_Exercise prompt_:
Look for the line containing "Annotate the waterfall" in the listing below. Retype that line and every subsequent line through the last one, and only those.

_Records_:
%%

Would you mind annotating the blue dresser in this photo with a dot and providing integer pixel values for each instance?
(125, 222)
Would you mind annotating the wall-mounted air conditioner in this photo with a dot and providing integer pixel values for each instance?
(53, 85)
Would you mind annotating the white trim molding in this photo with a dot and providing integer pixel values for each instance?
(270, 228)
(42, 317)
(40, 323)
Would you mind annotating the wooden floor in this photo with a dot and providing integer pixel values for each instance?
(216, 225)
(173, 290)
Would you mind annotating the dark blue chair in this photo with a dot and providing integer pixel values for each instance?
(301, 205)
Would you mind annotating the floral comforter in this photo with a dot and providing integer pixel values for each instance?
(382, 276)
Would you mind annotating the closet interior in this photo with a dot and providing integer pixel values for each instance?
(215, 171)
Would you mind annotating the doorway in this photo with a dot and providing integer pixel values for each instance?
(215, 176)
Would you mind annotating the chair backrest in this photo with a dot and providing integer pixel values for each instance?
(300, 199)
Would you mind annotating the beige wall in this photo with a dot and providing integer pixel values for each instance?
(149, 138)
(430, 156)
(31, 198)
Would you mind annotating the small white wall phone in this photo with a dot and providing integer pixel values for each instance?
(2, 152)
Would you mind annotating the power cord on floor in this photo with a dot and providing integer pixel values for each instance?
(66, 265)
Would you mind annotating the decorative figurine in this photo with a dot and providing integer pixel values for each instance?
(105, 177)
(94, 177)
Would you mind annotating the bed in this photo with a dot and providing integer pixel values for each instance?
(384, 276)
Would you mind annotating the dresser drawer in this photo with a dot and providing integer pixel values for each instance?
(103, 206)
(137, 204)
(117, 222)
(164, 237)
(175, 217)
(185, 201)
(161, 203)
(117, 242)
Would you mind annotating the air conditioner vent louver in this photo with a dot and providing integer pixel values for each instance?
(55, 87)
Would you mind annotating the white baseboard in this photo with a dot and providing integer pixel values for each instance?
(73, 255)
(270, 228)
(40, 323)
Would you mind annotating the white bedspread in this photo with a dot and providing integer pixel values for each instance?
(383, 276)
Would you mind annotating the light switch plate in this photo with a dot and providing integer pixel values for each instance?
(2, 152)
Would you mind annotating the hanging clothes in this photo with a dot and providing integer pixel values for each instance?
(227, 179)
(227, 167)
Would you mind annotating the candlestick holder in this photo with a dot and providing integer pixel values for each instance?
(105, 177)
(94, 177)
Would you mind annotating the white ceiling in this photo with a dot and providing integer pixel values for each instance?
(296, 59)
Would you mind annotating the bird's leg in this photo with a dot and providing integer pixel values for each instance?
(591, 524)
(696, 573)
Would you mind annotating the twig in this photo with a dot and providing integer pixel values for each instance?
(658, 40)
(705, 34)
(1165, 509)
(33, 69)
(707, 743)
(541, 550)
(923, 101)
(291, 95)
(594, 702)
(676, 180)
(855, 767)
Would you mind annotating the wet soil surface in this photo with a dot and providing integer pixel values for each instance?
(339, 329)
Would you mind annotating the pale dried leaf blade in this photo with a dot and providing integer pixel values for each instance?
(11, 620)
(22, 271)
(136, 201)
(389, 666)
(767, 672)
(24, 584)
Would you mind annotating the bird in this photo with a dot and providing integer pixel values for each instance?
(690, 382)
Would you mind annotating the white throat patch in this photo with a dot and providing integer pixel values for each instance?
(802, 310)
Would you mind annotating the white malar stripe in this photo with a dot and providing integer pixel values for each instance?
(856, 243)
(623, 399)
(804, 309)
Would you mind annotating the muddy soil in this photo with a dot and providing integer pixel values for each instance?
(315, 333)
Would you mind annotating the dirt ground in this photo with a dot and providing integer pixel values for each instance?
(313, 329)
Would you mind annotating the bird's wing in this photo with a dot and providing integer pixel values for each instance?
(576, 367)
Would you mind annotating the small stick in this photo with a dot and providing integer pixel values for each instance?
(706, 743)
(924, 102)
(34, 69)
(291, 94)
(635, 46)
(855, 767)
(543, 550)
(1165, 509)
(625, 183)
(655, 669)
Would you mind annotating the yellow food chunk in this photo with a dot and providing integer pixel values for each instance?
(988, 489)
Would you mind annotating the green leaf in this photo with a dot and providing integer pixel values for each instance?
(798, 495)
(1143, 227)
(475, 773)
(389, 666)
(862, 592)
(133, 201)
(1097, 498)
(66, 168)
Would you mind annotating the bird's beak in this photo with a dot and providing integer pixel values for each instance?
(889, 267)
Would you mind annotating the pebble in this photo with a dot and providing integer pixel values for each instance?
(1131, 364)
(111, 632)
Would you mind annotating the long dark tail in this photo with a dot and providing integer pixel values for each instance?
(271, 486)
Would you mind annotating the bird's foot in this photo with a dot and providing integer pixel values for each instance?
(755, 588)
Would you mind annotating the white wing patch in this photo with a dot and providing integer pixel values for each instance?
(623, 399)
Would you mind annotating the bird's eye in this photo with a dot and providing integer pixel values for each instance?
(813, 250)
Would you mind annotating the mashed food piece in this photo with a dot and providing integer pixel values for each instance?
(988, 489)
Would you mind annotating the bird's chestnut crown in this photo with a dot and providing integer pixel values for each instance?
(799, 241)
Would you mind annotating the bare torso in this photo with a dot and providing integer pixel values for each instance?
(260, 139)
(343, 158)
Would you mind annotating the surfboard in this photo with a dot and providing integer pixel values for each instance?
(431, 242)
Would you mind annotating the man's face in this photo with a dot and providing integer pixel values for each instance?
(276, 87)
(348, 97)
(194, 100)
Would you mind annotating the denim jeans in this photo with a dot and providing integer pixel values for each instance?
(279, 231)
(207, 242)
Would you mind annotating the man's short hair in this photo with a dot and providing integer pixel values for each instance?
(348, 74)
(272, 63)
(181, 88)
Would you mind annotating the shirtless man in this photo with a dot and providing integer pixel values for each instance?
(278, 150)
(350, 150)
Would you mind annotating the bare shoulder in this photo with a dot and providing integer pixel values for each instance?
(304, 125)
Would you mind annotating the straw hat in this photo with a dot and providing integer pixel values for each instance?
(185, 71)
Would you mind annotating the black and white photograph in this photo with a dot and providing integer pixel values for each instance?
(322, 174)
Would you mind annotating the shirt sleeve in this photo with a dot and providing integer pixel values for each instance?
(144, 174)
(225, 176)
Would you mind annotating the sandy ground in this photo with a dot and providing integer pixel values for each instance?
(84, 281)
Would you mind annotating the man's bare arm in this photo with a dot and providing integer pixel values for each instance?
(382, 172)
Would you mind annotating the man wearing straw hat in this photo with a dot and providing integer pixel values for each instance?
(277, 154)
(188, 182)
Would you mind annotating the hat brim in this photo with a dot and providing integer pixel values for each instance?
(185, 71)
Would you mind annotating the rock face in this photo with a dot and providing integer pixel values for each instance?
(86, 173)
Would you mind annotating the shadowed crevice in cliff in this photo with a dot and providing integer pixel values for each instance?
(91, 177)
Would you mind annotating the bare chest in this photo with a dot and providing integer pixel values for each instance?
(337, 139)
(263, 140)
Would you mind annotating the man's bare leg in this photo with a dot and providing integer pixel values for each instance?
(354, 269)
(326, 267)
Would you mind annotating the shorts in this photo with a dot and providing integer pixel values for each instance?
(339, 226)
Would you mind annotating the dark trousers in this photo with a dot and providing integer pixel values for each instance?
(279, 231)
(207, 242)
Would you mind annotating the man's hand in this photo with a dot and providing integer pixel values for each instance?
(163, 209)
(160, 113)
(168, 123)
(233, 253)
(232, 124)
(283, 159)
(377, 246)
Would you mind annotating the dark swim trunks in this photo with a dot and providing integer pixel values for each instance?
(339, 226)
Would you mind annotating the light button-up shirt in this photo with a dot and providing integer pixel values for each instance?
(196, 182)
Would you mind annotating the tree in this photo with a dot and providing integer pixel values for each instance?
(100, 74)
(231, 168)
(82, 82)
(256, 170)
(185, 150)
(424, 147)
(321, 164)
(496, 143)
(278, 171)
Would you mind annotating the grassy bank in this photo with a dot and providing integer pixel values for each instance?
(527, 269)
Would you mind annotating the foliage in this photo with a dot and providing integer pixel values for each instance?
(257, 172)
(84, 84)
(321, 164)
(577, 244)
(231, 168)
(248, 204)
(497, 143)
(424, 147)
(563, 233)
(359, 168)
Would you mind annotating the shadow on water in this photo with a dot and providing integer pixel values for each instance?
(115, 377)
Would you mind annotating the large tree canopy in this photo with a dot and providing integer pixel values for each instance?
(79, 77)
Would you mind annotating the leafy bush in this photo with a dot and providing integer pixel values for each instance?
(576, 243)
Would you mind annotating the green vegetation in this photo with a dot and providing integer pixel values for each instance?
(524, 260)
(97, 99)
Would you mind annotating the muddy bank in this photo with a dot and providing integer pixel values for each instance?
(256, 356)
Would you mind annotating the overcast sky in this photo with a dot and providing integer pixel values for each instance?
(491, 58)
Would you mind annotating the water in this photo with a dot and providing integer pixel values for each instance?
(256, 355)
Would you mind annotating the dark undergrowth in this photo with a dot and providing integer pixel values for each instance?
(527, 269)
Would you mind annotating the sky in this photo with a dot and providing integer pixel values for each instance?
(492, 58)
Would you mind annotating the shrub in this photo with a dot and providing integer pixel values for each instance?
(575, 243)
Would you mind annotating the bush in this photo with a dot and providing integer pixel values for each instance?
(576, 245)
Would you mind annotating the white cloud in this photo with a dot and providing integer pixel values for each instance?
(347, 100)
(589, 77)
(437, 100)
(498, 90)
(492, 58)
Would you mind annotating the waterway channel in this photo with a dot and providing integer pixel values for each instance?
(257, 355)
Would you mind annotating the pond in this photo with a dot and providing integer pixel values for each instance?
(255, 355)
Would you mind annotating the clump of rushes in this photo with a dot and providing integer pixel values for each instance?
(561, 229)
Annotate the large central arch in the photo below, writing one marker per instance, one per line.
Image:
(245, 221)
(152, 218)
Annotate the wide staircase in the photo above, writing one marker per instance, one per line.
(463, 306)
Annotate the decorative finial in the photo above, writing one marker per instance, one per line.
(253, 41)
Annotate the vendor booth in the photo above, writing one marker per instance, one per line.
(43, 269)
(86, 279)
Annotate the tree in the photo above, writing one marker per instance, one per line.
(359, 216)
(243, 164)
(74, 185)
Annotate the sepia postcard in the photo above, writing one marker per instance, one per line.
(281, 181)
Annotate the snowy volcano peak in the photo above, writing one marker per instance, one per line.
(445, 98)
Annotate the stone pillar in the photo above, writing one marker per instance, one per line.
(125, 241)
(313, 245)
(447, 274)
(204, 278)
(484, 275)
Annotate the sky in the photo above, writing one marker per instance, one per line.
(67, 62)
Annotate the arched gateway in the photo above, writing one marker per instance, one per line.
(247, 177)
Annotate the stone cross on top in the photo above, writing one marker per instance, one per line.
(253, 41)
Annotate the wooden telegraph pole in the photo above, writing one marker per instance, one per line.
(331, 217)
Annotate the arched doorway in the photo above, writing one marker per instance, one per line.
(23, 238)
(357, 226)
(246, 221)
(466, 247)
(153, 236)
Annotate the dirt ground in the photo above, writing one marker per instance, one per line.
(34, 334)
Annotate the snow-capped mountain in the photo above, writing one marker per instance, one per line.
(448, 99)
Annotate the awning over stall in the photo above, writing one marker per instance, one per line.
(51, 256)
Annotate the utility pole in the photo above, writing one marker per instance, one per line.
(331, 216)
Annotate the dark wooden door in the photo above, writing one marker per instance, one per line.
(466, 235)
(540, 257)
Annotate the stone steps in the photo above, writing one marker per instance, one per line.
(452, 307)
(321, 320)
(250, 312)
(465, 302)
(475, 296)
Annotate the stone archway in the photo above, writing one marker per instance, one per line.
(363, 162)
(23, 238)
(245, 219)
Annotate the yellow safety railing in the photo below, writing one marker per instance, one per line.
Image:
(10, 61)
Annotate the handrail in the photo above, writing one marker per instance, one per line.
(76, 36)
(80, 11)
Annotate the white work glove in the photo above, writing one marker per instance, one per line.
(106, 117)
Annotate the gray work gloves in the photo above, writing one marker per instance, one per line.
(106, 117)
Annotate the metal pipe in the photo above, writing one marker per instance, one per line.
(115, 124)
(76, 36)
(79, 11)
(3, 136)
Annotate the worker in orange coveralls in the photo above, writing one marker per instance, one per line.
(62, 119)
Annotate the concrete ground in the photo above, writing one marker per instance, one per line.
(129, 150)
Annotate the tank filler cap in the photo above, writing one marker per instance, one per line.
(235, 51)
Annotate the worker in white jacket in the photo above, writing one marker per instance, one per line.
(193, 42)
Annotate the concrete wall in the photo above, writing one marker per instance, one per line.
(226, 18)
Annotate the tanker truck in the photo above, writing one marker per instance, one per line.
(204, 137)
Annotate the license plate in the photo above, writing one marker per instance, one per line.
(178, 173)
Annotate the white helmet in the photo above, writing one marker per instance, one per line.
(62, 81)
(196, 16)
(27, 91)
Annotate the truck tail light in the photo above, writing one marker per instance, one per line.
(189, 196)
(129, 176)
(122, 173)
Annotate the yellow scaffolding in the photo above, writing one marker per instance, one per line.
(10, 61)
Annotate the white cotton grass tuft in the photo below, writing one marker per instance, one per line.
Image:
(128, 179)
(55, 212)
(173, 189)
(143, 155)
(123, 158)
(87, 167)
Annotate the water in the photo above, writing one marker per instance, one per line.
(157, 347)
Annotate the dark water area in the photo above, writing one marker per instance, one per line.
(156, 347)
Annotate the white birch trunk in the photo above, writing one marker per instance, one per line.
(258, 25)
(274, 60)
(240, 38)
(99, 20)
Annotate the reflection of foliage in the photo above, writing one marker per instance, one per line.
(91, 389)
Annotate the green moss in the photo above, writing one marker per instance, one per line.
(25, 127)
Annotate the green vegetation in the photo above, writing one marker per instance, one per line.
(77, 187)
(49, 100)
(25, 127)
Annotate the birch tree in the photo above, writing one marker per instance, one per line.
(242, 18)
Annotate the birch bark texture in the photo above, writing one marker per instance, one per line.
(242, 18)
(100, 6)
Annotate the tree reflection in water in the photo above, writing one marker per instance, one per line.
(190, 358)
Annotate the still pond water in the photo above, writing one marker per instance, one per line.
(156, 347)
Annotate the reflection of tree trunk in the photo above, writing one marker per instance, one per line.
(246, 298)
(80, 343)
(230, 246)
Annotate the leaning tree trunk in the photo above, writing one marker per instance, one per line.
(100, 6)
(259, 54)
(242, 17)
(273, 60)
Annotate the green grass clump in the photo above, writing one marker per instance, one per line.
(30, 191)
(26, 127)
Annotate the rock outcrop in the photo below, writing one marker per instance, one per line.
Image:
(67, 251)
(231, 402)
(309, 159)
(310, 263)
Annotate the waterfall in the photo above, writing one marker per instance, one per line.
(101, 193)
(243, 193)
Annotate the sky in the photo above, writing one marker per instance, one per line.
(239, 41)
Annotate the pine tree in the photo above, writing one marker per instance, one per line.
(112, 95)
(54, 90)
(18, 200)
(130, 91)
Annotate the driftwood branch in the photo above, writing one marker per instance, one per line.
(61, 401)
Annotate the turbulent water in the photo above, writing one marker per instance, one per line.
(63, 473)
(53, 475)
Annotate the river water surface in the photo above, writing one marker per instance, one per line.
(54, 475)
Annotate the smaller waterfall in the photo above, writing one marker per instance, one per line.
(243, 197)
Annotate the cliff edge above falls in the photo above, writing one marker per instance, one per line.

%%

_Response to this exercise_:
Annotate the waterfall in the photo above, writing one marker per instance, one per line.
(101, 193)
(243, 193)
Annotate the sky in the photo above, writing one marker per instance, one per line.
(239, 41)
Annotate the pine tree in the photo above, writing one marker per instance, one per line.
(112, 95)
(54, 90)
(18, 200)
(130, 91)
Annotate the driftwood branch in the photo above, writing one marker per instance, one per line.
(61, 401)
Annotate the turbulent water in the photo above, writing one marker per instance, one per line.
(63, 473)
(53, 475)
Annotate the river water surface in the photo above, writing one marker per instance, one per line.
(54, 475)
Annotate the smaller waterfall in the photo above, writing one marker per instance, one per line.
(243, 197)
Annotate the cliff edge above falls in the photo above, writing one marker per instance, one per line.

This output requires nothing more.